What the task asks: Word-for-word transcription needed. Include every entry below but no pictures.

[Stored data entries]
=== Section Start ===
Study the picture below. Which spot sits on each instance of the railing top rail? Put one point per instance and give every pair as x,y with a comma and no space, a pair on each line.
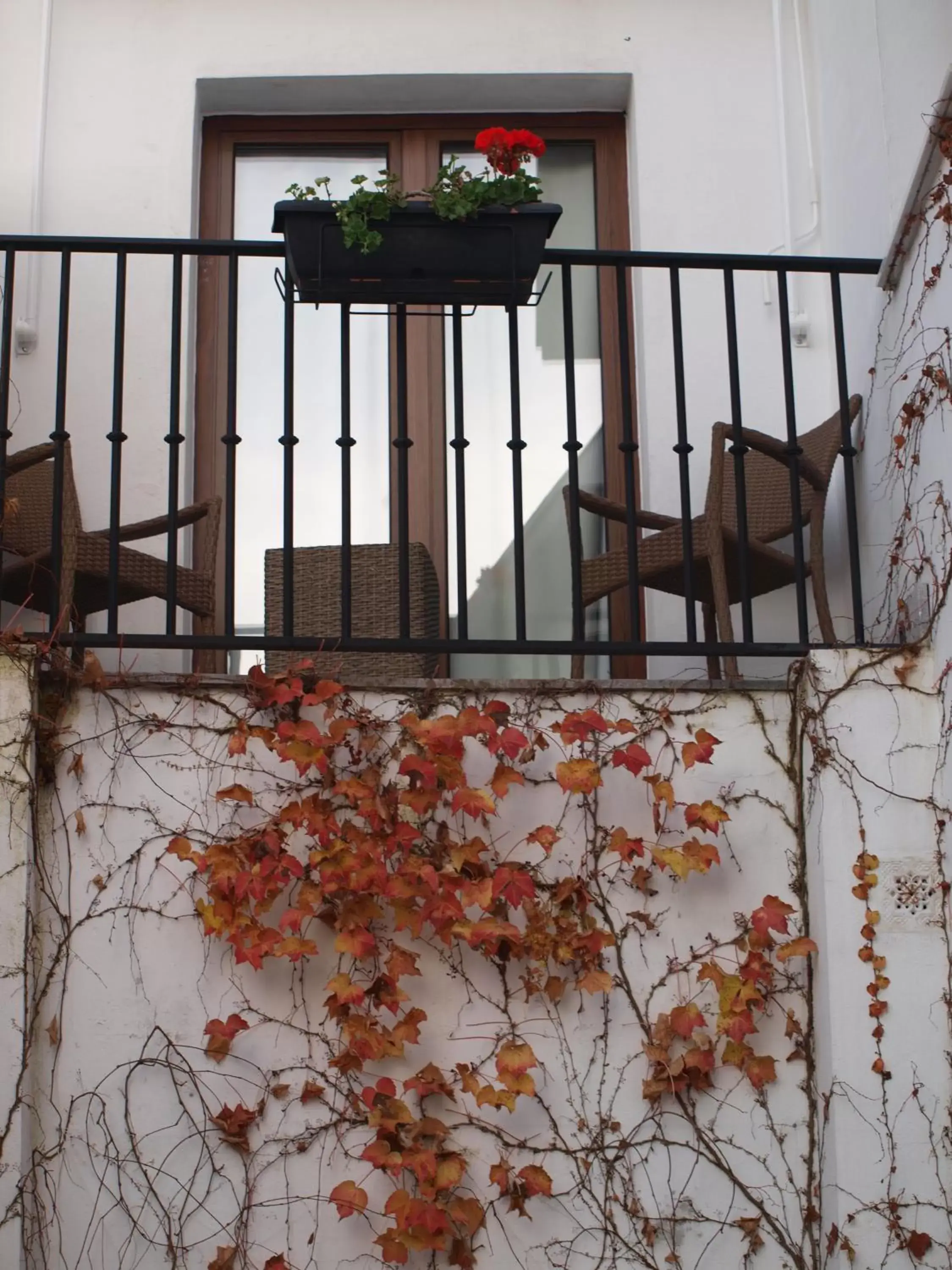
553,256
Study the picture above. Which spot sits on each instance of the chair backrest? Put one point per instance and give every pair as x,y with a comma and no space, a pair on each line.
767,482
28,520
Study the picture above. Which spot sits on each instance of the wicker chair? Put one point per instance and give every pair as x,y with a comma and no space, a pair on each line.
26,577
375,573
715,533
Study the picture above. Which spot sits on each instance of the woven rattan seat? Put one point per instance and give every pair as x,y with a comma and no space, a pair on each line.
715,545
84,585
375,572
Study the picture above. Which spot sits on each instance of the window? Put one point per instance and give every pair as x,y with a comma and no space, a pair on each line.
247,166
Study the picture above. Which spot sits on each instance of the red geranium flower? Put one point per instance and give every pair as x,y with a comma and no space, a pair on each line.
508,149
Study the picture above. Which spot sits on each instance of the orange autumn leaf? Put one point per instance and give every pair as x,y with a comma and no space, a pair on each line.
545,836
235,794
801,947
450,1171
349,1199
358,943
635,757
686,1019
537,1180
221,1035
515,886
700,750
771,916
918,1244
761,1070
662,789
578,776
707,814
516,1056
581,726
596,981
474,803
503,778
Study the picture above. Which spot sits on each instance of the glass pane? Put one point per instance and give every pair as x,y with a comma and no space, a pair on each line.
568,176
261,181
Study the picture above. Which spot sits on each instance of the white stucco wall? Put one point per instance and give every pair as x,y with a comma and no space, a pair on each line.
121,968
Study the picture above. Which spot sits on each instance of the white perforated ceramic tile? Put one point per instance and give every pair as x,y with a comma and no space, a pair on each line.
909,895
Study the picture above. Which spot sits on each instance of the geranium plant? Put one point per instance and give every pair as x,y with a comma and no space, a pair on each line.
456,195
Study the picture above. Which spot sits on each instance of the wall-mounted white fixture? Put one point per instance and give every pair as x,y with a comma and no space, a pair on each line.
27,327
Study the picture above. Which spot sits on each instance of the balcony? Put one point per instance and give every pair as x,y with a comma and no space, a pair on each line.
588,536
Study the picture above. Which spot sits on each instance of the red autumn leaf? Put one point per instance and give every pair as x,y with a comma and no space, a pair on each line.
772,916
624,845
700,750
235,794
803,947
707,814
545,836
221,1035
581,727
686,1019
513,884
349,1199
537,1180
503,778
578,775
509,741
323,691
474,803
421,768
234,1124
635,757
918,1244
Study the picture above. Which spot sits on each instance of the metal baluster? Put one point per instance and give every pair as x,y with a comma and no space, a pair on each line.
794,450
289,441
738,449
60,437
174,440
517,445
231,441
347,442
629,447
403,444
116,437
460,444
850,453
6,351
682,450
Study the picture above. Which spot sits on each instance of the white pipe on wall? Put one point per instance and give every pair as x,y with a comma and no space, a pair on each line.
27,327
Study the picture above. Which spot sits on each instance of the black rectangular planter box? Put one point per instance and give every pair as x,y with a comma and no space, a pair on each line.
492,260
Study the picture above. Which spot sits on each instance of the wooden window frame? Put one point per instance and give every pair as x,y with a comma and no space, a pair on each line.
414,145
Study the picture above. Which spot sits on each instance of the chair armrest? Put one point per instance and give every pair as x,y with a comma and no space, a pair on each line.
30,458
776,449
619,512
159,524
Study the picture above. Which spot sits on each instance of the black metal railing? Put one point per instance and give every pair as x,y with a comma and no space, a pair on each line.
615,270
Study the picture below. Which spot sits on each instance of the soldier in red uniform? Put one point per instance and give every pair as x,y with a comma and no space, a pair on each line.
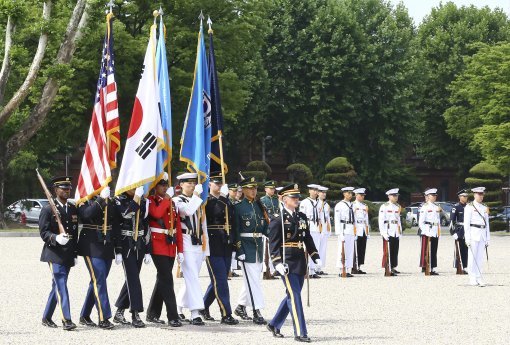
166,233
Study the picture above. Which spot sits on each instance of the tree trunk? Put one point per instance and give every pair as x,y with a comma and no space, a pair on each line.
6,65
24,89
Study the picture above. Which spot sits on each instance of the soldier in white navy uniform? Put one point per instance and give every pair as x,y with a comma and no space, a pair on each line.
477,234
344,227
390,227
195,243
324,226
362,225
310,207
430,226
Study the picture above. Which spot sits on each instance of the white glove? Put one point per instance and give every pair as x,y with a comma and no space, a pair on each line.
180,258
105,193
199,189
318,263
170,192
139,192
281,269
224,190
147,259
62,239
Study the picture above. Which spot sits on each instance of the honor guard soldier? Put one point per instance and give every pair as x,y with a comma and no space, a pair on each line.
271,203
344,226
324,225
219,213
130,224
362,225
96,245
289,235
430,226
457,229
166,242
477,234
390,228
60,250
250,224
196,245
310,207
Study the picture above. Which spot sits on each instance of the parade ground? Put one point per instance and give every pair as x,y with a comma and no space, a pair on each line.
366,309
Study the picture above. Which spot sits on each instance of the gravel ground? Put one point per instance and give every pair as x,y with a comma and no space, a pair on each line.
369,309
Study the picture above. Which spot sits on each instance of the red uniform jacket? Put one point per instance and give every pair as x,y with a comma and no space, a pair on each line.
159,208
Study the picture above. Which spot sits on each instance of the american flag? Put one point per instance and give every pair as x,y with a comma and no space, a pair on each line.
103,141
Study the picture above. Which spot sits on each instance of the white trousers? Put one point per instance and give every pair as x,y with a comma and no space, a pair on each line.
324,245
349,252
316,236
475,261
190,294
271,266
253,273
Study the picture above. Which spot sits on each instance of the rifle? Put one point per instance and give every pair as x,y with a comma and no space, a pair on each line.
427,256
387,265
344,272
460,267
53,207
=== Section End ===
Exercise solution:
Study the picture below. Which spot sits on each instance of the railing top rail? Put one point per instance and give every pair as x,y with a comma and no space, a pair on each line.
553,256
Study the picture above. Which spot sits on each instance of the chair backrest? Put one point per instance and give every pair as x,y with a comma and no space, a pair on each line.
767,482
28,520
Study the picture above. Which spot sits on each instance of the wicker chair? Put one point per instance and give every pair as x,y with a comma and no space, a pair on each line.
26,577
375,573
715,533
Study the picture above. Which spot sits on each instance of the woven rattan seat? Put one point per instance and give every pair as x,y with a comma and no space, a pair on each line.
715,545
84,585
375,572
Study the picture above. Which spot sits on each instance of the window? Put one point per instance and give every pair as x,y with a comma and no space, a pair on each line.
247,166
Study the picture above. Which spot sits on each instance of the red geranium flower? Put one point per instance and give every pair as x,y with a comma and no space, a pair on each line.
508,149
Study the picture above. Which spot sits on each instance of the orange autumn leaf? Put one point per instance and give every pair as x,y with a comma and no space, a pair on each line.
545,836
235,794
801,947
450,1171
349,1199
358,943
635,757
686,1019
537,1180
221,1035
515,886
700,750
771,916
918,1244
761,1070
662,789
578,776
707,814
516,1056
581,726
596,981
474,803
503,778
Study the picture above. Which spot sits on each instance of the glass pane? Put one point per instance and give every pair as x,y with a comma and no space, a pair on each line.
568,176
261,181
Study the picture above. Which spot sits on each instance of the white stucco wall? Put one point per instance and give every pair as x,y with a comma and no space, a pair on each line.
121,968
Study the picture above. Which spot sits on each instance of the white perforated ceramic tile? Put one point per instance and give every pair as x,y with a comma and no space, a pair on each line.
909,895
Study the picture above. Which spot sits on each instance of the geranium plant? Put one point per instance and give every pair as x,y with a comma and no space, a pair on each line.
456,195
Study the picture above. Which spot sits on each instance of the wall-mounted white fixture? Put one point per instance and give every pair as x,y with a comma and no space, a pair on each line.
27,327
Study the picture above. Which spot sits on each instance of the balcony? Put one point per instance and give every pair as x,y with a comma and no space, a pair on each line.
588,536
Study the picture above. Which spot sits on each instance of the red autumn leaf? Put one point per instance and give every pair as x,y with a comma and no space, a pair on each line.
772,916
624,845
700,750
235,794
803,947
707,814
545,836
221,1035
581,727
686,1019
513,884
349,1199
537,1180
503,778
578,775
509,741
323,691
474,803
421,768
234,1124
635,757
918,1244
Study the picture above. Which spot sits on each instance of the metal baluster? Put one point per instance and give every pair as x,y with a comma and no space, a pair on each line.
794,450
289,441
738,449
60,437
174,440
517,445
231,441
347,442
629,447
403,444
116,437
460,444
850,453
6,351
682,450
Study the picture above. Which spot sits on each instance of the white pipe on wall? Put one point per instance and give every pair as x,y with a comma and no space, a pair on each line.
27,327
Study the picture above. Which spot sits on each instance of the black rectangular planter box? Put one point per instance and give every pair as x,y with a comma and no space, a pair on each line.
492,260
Study the picture above. Which spot sits on each instance of the wooden window frame? Put one point per instance and give every pair as x,y with a comma and no space, a pair on each line.
414,145
Study the picture above. Which spot sits on each instance of the chair armrest? Put one point per instance and give every pair as x,y with a comma and no space, a pair on each line.
30,458
776,449
619,512
159,524
Study the picture above. Which spot sits on each instance of the black metal railing? Put one point per instance and give every pair as x,y with a comma and no space, a pair on each line.
615,270
Study the picture below. Which spot sits on each instance of the soldier in red uniform? Put one point per instance and give every pair as x,y with a comma and no space, a pair on each line.
166,233
Study the picture above. Which spot sits on each instance of the tree trunk? Put one point per instance and give every pair as x,y with a comma and no space, a pair on each line.
6,65
24,89
Study the picture above. Which spot sits on each instance of the soldier in white navy uniform? Put one point per instance and give every pair as x,y with a comma and no space, a pair on each line.
477,234
344,227
390,227
195,243
324,226
362,225
310,207
430,226
Study the picture above. Which spot sits on each instance of the white glove? Put one point per instance and give every pair as x,y with a comma and no space, a pair on each line.
180,258
105,193
199,189
318,263
170,192
139,192
281,269
224,190
147,259
62,239
Study the picture above. Which spot sits on each instance of the honor guard soldier? Put one point per instance and give every pair as x,y with a comma and no space, a pair on each line.
271,203
344,226
324,225
219,213
130,224
362,225
96,245
289,235
430,226
457,229
166,242
477,234
390,228
60,250
250,224
196,245
310,207
Study the picture above. Which spot sits on each instance of the parade ground? Put one point per instance and give every pair as x,y with a comma and no space, a pair on each line.
366,309
Study the picture above. Which spot sits on each instance of the gravel ground? Put one point per instance and give every pair as x,y with a comma and no space, a pair on each line.
369,309
Study the picture above. Which spot sits on each instance of the red uniform jacket? Put one point per instance and give every pair as x,y with a comma and no space, a pair on each line.
159,208
Study the picture above. Which spot sits on each instance of the american flag? Put one point per instance and give every pair as x,y with a comma and no space, a pair on each line.
103,141
Study the picture above. Which spot sits on each instance of the white trousers? Put one point per instance and give every pair as x,y with a comma and no space, a pair on each line.
324,245
349,252
316,236
475,261
190,294
271,266
253,273
Study the picture above. Which spot sits on each instance of the rifle? Put one point per instance and give every pair as x,y with a comma and no space, a pair on each line.
427,256
387,265
344,272
460,267
53,207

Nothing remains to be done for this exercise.